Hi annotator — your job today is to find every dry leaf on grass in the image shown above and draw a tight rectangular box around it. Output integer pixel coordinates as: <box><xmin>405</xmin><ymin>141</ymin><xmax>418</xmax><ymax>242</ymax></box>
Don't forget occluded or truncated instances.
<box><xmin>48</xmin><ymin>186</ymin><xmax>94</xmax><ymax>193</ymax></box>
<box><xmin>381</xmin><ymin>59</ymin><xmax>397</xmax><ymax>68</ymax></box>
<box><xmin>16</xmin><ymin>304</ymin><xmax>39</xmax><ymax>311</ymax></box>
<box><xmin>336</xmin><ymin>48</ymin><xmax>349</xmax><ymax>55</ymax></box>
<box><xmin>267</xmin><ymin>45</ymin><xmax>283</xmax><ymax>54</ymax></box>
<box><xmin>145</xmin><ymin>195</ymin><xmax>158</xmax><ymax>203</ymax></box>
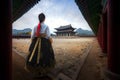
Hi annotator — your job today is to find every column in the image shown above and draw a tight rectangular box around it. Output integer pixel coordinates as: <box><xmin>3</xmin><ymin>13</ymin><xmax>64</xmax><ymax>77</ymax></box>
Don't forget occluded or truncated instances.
<box><xmin>106</xmin><ymin>0</ymin><xmax>120</xmax><ymax>80</ymax></box>
<box><xmin>0</xmin><ymin>0</ymin><xmax>12</xmax><ymax>80</ymax></box>
<box><xmin>101</xmin><ymin>11</ymin><xmax>107</xmax><ymax>53</ymax></box>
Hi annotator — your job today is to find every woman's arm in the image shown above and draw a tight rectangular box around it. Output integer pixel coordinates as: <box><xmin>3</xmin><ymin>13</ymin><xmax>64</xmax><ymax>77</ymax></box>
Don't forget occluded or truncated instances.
<box><xmin>46</xmin><ymin>27</ymin><xmax>53</xmax><ymax>43</ymax></box>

● ● ● ● ● ● ●

_Exercise requirements:_
Reproduce every line from the one containing "Hi annotator — your job today is to find every woman's" through the end of the records, inclusive, shifting each coordinate in the answer boxes by -96 and leaving all other lines and numbers unchanged.

_Solution:_
Hi annotator — your job today is to find every woman's arm in the image shown above and draw a tight rectangular box around it. Output integer pixel coordinates as: <box><xmin>3</xmin><ymin>13</ymin><xmax>64</xmax><ymax>77</ymax></box>
Don't forget occluded or truncated instances.
<box><xmin>-50</xmin><ymin>-69</ymin><xmax>-43</xmax><ymax>-53</ymax></box>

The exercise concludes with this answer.